**WHAT IS EXPECTED:** Pull out each line below that contains the string "bird", treating uppercase and lowercase as different.

**SOURCE DATA:**
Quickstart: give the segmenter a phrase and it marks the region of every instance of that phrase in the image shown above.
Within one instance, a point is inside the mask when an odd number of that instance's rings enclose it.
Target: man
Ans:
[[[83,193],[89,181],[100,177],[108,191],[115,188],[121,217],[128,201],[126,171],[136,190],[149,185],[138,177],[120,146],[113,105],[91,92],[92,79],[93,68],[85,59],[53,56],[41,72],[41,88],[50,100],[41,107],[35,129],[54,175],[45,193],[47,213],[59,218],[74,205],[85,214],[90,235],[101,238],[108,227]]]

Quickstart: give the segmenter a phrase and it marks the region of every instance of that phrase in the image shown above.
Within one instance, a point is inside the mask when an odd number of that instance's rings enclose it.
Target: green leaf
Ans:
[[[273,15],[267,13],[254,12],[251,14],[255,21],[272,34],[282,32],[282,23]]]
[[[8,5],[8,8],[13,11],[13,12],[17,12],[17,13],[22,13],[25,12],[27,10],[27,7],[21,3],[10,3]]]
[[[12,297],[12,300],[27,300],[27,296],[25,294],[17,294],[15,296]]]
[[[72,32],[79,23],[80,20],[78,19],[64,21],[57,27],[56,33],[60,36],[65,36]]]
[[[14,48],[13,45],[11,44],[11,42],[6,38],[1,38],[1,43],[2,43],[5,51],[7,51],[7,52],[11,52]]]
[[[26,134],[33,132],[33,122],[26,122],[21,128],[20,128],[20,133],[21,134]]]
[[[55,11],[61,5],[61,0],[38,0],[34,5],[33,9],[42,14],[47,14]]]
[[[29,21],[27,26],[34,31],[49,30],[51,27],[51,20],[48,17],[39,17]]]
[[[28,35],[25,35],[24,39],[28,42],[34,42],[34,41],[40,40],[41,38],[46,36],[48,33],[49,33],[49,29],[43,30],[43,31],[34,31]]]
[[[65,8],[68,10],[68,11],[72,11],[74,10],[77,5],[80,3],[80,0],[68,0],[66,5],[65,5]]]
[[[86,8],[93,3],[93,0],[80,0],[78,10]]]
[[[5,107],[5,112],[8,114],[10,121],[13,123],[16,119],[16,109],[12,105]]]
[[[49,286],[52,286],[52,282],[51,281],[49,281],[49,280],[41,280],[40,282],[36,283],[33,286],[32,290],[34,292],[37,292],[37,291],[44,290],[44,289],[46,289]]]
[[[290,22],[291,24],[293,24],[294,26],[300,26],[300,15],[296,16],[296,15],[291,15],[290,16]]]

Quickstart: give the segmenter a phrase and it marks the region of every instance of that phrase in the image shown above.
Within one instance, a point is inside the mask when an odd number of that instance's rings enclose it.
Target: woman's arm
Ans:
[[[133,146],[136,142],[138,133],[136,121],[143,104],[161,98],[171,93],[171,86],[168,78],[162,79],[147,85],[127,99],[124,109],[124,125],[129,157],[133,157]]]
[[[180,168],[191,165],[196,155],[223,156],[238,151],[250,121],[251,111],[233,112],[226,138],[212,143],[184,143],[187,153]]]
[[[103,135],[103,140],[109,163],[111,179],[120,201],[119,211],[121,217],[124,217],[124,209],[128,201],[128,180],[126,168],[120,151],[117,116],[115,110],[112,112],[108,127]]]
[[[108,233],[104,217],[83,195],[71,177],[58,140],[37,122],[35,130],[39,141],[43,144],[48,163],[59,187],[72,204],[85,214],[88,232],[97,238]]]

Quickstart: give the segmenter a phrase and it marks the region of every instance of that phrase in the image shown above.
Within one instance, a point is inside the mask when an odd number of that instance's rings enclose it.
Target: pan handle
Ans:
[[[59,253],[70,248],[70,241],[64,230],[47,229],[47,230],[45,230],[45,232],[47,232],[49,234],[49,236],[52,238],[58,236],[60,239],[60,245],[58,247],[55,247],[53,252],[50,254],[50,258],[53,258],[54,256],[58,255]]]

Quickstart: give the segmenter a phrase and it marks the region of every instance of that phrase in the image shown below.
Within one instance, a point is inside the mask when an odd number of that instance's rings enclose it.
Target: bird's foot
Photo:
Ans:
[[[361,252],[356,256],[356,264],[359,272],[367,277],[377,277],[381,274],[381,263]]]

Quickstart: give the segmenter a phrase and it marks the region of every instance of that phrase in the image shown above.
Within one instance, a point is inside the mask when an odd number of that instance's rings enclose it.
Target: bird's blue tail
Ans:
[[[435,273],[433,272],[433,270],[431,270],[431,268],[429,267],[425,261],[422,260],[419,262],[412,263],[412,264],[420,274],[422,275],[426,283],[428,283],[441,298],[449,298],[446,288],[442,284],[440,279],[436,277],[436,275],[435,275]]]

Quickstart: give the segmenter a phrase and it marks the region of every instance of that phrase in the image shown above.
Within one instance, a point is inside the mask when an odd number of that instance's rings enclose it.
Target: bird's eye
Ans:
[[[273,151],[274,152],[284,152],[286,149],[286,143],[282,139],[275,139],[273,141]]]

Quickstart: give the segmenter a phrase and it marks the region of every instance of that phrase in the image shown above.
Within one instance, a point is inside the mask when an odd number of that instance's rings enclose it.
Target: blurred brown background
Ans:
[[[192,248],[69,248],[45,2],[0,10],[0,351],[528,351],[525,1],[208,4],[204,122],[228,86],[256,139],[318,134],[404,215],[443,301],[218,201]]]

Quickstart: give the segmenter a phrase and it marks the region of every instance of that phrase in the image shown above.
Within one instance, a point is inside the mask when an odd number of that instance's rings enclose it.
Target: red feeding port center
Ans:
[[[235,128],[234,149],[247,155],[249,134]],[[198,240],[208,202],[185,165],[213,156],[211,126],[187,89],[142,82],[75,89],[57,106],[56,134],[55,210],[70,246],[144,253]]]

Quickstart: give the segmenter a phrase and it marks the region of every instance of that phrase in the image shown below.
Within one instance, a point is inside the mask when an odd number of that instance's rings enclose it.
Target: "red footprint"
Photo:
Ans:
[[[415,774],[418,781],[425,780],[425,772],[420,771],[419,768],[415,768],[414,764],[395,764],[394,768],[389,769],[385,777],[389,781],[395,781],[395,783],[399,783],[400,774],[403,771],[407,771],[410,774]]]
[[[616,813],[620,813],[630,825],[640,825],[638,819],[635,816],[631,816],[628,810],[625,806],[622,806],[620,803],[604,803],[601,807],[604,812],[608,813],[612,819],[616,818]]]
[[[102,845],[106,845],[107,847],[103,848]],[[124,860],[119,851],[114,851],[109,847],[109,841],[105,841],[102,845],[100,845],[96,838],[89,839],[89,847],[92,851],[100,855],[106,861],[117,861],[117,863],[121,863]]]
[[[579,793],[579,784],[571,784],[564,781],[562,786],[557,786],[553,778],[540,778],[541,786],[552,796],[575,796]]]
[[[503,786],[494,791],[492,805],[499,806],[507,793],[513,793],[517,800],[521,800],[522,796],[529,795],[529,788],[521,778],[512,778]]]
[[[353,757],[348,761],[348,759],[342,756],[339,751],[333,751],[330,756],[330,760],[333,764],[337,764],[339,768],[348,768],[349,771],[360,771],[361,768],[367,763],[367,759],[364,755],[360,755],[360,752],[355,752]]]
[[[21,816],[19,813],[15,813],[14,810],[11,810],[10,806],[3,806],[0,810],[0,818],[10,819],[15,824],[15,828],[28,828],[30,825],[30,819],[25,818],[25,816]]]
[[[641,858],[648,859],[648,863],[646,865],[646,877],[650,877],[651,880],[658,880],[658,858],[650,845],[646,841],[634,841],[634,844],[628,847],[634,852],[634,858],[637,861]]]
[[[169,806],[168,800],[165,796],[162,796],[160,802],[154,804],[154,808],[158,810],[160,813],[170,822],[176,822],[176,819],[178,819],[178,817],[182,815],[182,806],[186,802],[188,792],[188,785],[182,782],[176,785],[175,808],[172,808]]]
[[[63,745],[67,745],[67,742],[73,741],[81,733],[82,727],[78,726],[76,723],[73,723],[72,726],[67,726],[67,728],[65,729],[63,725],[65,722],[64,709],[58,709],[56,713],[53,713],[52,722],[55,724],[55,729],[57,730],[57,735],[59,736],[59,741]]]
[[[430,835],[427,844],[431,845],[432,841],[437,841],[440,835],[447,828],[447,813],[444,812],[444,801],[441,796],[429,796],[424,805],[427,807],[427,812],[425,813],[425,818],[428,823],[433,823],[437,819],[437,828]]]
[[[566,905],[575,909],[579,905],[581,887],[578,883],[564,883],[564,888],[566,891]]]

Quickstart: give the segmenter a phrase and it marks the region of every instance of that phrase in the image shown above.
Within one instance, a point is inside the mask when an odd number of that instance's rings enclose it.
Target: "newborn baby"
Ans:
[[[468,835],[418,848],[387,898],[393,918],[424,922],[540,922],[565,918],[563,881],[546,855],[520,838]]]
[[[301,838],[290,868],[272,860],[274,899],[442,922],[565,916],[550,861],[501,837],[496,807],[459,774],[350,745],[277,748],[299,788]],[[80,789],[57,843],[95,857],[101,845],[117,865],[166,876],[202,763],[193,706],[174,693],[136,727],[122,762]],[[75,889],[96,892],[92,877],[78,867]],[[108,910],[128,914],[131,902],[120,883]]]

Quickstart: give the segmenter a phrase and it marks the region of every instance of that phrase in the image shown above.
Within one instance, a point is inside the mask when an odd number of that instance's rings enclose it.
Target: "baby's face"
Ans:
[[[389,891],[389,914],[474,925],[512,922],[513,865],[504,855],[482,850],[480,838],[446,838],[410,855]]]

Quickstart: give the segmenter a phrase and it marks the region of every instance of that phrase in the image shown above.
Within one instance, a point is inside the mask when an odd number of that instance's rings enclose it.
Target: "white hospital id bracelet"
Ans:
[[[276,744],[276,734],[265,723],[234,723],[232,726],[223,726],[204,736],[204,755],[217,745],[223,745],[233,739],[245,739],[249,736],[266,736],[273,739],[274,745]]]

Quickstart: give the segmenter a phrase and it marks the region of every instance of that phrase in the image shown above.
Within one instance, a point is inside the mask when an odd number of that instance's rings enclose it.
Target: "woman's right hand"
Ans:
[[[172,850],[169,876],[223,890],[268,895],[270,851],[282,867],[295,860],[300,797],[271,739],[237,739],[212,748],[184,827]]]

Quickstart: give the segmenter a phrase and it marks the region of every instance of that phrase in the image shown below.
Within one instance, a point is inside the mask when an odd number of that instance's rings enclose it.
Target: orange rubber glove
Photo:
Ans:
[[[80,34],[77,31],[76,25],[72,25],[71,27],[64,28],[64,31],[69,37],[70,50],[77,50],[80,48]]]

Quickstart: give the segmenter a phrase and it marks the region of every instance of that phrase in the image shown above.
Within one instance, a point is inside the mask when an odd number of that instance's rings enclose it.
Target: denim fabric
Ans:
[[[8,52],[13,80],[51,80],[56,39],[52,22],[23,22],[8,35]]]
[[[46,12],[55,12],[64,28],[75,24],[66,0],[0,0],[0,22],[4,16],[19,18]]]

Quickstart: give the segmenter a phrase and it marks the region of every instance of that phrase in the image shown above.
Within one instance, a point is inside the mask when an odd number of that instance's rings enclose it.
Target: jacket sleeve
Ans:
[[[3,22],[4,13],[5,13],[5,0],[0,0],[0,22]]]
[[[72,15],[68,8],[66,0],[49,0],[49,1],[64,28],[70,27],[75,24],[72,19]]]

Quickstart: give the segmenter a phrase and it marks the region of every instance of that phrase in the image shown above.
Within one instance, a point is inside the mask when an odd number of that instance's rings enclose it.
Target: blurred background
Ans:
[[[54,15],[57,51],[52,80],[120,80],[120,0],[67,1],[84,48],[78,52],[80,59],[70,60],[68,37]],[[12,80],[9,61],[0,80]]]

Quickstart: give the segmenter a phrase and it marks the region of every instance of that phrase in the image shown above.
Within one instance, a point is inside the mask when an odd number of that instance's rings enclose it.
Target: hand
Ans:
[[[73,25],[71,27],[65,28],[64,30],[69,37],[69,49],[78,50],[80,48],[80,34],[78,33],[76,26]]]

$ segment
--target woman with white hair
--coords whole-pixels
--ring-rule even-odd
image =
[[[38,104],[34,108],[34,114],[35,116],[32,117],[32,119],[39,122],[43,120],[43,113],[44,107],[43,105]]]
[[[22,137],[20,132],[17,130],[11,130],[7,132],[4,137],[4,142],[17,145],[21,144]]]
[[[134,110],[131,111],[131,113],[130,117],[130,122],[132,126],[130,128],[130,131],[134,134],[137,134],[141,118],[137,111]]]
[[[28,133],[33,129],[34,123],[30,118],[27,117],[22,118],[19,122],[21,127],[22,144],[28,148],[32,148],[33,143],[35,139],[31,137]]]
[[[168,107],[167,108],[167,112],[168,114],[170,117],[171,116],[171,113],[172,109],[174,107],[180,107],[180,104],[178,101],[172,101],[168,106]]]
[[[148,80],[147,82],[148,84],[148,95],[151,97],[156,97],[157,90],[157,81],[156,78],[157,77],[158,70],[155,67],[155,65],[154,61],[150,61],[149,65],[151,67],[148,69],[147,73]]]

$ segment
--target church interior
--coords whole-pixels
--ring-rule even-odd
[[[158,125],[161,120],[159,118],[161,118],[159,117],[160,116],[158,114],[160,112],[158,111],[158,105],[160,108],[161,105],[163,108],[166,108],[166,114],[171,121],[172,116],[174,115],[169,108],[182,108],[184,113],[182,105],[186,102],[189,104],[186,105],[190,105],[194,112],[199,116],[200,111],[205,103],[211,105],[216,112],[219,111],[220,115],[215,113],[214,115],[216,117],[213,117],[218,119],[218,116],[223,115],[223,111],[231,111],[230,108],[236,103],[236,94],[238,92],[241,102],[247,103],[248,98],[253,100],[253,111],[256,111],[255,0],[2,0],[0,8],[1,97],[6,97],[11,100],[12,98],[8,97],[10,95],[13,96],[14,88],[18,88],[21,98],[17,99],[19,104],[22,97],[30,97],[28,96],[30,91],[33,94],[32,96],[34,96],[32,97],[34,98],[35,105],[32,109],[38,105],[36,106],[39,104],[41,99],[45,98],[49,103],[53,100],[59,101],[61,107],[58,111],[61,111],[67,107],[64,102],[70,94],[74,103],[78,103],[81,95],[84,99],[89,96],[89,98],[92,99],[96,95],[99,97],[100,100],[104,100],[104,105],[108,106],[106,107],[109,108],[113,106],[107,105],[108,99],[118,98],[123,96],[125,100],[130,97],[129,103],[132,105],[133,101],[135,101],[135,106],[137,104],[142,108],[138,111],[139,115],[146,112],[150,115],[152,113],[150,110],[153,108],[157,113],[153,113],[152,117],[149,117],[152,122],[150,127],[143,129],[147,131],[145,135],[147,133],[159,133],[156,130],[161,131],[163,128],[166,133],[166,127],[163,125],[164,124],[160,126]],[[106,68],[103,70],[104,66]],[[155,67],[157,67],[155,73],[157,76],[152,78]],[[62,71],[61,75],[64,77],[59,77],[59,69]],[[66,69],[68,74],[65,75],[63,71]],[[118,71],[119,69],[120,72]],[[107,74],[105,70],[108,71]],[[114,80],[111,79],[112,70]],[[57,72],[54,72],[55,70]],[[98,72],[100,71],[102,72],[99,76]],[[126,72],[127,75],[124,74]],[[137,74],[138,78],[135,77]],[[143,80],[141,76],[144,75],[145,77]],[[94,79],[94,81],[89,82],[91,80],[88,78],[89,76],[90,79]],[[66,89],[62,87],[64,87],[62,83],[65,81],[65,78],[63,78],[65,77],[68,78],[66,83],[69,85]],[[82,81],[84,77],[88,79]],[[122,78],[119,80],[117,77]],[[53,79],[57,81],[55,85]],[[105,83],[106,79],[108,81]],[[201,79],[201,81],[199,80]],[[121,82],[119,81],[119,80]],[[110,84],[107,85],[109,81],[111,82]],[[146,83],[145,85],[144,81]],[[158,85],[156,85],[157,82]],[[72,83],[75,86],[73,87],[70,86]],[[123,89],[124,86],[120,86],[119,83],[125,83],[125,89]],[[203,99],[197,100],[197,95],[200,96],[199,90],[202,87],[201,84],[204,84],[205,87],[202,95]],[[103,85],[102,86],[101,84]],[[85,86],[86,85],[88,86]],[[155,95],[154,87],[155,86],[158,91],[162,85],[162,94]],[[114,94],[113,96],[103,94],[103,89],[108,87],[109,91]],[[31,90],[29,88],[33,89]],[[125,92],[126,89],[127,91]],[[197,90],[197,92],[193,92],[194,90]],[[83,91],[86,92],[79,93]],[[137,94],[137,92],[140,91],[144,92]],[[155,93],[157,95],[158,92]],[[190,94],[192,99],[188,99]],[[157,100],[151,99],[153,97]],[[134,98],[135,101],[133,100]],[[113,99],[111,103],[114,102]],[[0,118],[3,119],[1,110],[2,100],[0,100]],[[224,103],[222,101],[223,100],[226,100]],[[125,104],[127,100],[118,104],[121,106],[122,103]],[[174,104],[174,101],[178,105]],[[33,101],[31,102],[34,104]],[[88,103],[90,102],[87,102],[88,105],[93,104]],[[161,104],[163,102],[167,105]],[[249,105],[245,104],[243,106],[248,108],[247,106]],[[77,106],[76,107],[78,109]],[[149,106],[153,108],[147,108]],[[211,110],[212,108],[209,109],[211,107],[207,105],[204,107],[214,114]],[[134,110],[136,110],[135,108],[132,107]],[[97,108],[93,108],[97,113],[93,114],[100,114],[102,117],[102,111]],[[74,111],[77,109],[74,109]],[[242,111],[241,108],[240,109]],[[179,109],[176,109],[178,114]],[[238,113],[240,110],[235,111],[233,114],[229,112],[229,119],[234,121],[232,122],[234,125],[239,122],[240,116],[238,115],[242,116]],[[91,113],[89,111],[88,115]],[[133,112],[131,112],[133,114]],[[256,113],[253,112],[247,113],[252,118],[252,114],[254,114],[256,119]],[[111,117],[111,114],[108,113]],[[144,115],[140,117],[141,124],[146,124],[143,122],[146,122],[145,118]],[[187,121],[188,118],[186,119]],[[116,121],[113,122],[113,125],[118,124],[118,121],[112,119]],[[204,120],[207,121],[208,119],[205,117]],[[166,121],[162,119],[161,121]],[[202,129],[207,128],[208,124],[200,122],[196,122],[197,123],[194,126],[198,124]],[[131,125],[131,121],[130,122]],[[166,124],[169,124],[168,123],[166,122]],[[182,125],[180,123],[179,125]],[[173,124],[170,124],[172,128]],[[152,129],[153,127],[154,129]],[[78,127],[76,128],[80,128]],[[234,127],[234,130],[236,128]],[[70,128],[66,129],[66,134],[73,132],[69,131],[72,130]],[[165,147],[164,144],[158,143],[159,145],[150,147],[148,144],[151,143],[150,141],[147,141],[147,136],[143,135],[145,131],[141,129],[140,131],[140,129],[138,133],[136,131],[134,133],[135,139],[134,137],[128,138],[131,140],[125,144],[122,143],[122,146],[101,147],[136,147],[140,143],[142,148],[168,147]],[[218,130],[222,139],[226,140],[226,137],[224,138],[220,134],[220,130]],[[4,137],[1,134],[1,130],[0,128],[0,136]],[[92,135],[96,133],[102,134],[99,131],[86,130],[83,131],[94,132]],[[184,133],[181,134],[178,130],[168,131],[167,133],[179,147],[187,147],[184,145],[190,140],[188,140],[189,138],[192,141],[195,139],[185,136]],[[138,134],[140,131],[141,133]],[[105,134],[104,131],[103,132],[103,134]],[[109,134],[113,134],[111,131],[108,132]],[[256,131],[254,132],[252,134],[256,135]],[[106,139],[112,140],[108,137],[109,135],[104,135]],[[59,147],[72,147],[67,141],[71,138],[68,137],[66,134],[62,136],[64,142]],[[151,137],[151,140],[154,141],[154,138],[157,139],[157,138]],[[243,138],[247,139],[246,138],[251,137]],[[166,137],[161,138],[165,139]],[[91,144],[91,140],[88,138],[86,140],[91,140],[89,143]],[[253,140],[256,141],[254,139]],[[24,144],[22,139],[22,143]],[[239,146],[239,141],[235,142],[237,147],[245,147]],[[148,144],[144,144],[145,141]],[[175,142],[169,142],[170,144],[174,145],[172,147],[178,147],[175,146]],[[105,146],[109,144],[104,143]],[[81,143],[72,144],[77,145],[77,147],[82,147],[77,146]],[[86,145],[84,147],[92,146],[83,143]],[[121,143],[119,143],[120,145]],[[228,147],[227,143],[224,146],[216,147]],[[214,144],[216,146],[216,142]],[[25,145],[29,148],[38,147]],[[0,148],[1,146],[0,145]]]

**TASK ANSWER:**
Target: bird's foot
Target: bird's blue tail
Target: bird's eye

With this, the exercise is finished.